__WHAT THE EXERCISE ASKS__.
Gather every line of the entries below that contains the word "edges", matching case exactly, and copy each one out in full.

__LISTING__.
::::

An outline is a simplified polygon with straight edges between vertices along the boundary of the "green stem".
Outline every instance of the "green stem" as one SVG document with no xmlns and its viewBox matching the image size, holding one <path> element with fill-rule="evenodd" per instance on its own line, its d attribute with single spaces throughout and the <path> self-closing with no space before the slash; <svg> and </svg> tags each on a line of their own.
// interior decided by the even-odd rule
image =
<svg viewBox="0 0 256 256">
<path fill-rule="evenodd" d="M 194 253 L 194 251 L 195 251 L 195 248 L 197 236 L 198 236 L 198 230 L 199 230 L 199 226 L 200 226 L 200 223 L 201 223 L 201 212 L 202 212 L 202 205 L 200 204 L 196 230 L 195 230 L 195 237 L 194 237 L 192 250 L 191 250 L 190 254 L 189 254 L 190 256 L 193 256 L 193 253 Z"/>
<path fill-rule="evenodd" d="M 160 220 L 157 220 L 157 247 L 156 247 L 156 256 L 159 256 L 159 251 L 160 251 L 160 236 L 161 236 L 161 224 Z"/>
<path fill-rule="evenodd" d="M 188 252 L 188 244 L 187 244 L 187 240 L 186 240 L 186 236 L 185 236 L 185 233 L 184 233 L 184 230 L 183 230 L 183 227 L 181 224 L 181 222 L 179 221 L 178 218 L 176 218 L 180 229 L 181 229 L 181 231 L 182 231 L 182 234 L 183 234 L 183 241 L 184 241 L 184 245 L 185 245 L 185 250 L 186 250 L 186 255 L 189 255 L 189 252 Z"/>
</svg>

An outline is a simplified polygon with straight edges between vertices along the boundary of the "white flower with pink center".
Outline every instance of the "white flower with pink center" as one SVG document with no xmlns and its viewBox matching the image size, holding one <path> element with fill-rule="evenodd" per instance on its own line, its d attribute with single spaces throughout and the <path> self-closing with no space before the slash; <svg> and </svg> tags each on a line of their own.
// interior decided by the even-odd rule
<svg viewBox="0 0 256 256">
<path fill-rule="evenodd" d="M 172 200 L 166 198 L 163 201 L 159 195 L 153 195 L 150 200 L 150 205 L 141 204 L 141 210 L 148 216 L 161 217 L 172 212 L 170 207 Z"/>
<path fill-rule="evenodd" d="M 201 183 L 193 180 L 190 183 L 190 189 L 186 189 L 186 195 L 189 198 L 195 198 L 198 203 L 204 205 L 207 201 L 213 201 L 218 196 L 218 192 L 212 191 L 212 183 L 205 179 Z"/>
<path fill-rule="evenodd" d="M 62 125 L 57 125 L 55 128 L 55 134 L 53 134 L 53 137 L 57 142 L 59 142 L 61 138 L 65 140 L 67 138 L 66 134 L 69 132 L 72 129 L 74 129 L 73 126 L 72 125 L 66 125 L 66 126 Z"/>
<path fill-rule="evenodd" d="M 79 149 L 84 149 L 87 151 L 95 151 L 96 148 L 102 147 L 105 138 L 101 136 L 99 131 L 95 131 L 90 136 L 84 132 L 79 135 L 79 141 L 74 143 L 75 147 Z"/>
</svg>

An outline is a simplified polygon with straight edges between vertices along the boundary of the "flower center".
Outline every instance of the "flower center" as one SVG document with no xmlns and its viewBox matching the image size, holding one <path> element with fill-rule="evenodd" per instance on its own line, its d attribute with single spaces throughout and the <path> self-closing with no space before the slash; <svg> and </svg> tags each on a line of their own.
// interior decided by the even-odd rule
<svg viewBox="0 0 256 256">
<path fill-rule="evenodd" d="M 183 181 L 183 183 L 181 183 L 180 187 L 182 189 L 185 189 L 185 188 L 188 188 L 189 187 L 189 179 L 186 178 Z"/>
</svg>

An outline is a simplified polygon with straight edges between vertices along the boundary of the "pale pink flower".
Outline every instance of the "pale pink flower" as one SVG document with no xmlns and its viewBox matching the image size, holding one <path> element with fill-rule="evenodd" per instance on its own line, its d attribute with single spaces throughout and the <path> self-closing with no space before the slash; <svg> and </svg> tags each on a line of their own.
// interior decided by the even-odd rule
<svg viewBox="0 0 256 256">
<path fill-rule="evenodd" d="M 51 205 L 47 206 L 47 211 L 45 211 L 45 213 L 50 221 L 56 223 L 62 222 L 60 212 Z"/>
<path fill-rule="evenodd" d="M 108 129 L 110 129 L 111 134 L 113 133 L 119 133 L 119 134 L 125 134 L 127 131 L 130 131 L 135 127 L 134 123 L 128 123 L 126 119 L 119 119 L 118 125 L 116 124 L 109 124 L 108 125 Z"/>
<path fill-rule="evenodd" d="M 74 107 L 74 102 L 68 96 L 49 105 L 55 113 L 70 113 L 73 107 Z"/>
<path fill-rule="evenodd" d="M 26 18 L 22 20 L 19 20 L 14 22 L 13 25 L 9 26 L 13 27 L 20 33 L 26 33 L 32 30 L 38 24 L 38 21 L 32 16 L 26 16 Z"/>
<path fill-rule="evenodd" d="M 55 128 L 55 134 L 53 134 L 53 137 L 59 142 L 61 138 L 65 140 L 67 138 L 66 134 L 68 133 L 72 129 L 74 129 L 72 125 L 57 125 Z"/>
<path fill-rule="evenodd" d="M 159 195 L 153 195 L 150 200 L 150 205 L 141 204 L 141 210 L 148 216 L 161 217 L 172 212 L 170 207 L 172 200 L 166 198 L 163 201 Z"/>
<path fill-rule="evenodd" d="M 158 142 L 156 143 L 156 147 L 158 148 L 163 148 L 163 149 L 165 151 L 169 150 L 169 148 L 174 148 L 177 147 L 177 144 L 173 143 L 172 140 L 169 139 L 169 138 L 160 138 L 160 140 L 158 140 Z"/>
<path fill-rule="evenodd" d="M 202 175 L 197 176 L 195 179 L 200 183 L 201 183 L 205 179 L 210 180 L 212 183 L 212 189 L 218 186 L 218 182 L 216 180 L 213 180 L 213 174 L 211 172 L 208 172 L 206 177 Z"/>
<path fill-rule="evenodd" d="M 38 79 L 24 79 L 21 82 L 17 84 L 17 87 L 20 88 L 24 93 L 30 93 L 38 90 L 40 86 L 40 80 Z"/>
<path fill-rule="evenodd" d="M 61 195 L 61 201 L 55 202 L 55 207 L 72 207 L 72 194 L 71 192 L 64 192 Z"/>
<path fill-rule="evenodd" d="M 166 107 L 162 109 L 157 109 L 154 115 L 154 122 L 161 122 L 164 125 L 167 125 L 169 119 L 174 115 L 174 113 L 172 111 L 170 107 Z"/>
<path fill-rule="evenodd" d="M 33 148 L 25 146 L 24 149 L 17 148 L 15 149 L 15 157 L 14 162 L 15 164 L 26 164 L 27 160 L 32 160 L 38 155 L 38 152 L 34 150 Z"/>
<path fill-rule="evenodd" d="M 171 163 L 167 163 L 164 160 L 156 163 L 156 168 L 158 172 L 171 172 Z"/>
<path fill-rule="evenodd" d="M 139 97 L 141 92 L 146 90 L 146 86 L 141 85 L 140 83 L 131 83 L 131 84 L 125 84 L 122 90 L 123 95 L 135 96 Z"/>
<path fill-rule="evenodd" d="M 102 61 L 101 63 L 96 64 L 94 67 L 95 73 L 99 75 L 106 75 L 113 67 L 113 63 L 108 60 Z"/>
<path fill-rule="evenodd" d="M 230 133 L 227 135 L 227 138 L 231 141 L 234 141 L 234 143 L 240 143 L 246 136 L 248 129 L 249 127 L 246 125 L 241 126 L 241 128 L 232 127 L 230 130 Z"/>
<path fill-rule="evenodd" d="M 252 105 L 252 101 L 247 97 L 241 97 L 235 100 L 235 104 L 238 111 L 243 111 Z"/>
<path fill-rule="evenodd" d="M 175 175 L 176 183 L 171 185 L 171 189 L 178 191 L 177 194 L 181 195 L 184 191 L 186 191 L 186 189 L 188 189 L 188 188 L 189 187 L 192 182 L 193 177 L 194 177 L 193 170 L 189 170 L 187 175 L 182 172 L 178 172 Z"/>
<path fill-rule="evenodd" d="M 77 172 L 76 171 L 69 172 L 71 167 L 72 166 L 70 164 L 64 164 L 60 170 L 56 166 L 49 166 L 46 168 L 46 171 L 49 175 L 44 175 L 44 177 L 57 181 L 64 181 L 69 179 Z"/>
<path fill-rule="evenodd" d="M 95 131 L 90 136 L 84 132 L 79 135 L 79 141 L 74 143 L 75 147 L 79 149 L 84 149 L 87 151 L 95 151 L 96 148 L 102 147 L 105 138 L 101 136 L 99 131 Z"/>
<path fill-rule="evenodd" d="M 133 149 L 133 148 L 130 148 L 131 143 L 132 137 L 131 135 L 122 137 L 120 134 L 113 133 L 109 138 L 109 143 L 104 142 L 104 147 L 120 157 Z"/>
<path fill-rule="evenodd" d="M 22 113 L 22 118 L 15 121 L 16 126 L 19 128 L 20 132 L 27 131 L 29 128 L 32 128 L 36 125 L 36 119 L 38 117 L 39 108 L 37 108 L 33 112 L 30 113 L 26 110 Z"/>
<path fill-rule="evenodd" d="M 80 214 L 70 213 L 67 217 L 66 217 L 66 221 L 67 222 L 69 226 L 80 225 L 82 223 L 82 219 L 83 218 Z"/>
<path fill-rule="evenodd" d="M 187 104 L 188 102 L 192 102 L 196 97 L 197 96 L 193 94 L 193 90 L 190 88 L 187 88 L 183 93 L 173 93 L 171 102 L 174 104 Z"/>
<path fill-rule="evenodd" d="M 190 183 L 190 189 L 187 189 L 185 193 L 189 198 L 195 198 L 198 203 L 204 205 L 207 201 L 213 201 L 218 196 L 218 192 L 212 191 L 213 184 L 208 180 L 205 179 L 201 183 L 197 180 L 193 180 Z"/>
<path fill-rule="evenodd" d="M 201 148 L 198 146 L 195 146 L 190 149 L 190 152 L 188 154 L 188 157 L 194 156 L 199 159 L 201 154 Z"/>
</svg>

::::

__SOLUTION FOR THIS PROBLEM__.
An outline is a simplified polygon with straight edges between vertices along the boundary of the "green stem".
An outline is a simplified polygon with straight edges between vertices along the boundary of the "white flower with pink center".
An outline is a simplified polygon with straight edges between vertices along the boundary of the "flower center".
An outline is a simplified polygon with straight edges between vertices along the boundary of the "pale pink flower".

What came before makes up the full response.